WHAT TO WORK ON = Render every line of the items below as a JSON list of strings, one string per line, leaving out blank lines.
=======
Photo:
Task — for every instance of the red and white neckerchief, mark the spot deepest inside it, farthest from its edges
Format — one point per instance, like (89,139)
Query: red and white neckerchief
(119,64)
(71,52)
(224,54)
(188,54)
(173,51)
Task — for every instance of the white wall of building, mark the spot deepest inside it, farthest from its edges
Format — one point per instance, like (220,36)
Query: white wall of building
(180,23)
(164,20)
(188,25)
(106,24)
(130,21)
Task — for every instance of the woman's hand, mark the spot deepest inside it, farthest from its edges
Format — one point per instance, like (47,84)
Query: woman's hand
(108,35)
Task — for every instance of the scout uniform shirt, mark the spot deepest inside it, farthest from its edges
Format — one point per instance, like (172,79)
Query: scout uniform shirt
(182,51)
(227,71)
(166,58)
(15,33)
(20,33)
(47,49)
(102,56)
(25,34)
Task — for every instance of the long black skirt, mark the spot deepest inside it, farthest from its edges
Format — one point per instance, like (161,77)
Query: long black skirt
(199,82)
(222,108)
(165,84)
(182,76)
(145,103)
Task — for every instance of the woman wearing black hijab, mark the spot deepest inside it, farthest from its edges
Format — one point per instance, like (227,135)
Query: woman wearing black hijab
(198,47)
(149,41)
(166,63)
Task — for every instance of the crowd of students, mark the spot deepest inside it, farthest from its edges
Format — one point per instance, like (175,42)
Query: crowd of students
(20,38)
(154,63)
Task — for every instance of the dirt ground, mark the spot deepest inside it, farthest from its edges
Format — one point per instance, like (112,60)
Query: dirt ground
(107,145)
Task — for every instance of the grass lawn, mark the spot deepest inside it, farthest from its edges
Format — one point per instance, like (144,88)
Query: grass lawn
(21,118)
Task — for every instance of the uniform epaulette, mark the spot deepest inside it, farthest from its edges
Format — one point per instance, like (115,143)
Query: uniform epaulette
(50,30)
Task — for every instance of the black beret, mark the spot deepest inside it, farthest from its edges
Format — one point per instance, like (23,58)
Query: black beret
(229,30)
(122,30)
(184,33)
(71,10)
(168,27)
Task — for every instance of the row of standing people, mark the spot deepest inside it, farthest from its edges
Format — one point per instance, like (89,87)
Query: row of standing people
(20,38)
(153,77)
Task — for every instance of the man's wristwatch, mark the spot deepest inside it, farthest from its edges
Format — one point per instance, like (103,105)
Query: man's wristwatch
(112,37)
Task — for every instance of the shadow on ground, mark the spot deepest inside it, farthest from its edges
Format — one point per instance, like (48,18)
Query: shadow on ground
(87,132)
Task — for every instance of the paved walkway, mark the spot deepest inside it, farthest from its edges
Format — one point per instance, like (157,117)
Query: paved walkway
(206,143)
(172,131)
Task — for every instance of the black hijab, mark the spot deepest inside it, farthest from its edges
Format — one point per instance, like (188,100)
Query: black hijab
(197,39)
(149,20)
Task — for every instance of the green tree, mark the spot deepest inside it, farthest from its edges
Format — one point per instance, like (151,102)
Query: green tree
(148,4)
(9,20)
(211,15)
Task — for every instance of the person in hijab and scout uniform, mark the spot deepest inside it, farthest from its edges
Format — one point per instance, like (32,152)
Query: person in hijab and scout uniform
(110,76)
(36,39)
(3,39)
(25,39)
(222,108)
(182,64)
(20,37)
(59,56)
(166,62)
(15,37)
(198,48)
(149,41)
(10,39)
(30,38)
=======
RESULT OF THE EXERCISE =
[
  "Photo:",
  "Task — for every instance of the red and white neckerchief, mark the spot deepest inside it, farthest from its edges",
  "Format — one point per instance, like (89,139)",
  "Query: red and white neckerchief",
  "(119,64)",
  "(71,52)",
  "(224,54)",
  "(188,54)",
  "(173,51)",
  "Task — for every instance of the white wall of building, mark the spot deepest inside it, farthest from its edges",
  "Format — one point per instance, like (220,36)",
  "Query: white wall of building",
  "(180,23)",
  "(164,20)",
  "(188,25)",
  "(106,24)",
  "(130,21)",
  "Task — for every instance of the woman's hand, mark the spot deepest inside it, farthest from its edges",
  "Format — one point per instance, like (47,84)",
  "Query: woman's hand",
  "(108,35)",
  "Task — for every instance of the scout uniform shirt, mark the spot deepest inside it, farthest from its edges",
  "Format — one point per instance, like (172,79)",
  "Query: scout uniform shirt",
  "(182,51)",
  "(227,71)",
  "(166,58)",
  "(15,33)",
  "(20,33)",
  "(47,49)",
  "(102,56)",
  "(25,34)",
  "Task — for every instance of the long black skirt, mark the spot deepest inside it, farthest from its edges",
  "Format — one point per instance, like (161,77)",
  "Query: long black skirt",
  "(199,82)",
  "(222,108)",
  "(165,84)",
  "(182,76)",
  "(145,103)",
  "Task — for every instance of the woman wearing black hijab, mark the spot deepest inside it, farthest from its edges",
  "Format — one point per instance, like (227,135)",
  "Query: woman wearing black hijab",
  "(198,47)",
  "(149,41)",
  "(166,63)",
  "Task — for every instance of the crowd of students, mark the spot deepest inside it, farthest from its edges",
  "Format — one point per instance, like (175,42)",
  "Query: crowd of students",
  "(20,38)",
  "(154,63)",
  "Task — for every instance of the dirt ground, mark the spot deepest inside it, farthest from its edges",
  "Format — one point per instance, like (112,60)",
  "Query: dirt ground",
  "(107,145)",
  "Task — for every instance of the grass lawn, mark the spot deepest inside it, farthest from its edges",
  "Format — one point per instance, like (144,88)",
  "Query: grass lawn",
  "(21,118)",
  "Task — for every instance of the uniform epaulette, mark the spot deepest inside it, farthest from its edges",
  "Format — one point per instance, like (115,143)",
  "Query: uniform epaulette",
  "(50,30)",
  "Task — for every instance of the black beret, mark the spot deepest inside it, farthest from its edges",
  "Format — one point per instance, like (23,58)",
  "Query: black beret",
  "(229,30)",
  "(122,30)",
  "(184,33)",
  "(71,10)",
  "(168,27)",
  "Task — for every instance of the row of standing people, mark the spot deepest inside it, farthest from its edges",
  "Format — one point per instance, like (89,87)",
  "Query: row of standing people",
  "(20,38)",
  "(153,77)",
  "Task — for every instance of the man's wristwatch, mark the spot deepest inside it, farthest from its edges",
  "Format — one point per instance, like (103,105)",
  "Query: man's wristwatch",
  "(112,37)",
  "Task — for every instance of the shadow on ground, mark the spot deepest inside it, farthest from its edges",
  "Format — one point per instance, like (48,18)",
  "Query: shadow on ground",
  "(87,132)",
  "Task — for every instance of the paved walkway, mark the spot deepest inside it, farthest from its edges",
  "Format — one point per instance, like (157,117)",
  "Query: paved walkway",
  "(206,143)",
  "(172,131)",
  "Task — for every instance of the black hijab, mark the spot deepest inside it, farthest from its edges",
  "Format — one point per instance, like (188,100)",
  "Query: black hijab",
  "(197,39)",
  "(149,20)",
  "Task — for every instance of the green tree, mark the spot deepest inside it, farthest from its edges",
  "Format — one point per instance, like (151,102)",
  "Query: green tree",
  "(148,4)",
  "(9,20)",
  "(211,15)",
  "Task — for every instance of the person in hijab and scout uniform, mark the spot deepest inside it, farthest from its edges",
  "Format — one point per instance, like (32,152)",
  "Query: person in hijab and scout uniform",
  "(110,76)",
  "(36,39)",
  "(3,39)",
  "(25,39)",
  "(222,108)",
  "(182,64)",
  "(20,37)",
  "(59,56)",
  "(166,62)",
  "(15,37)",
  "(198,48)",
  "(149,41)",
  "(10,39)",
  "(30,38)"
]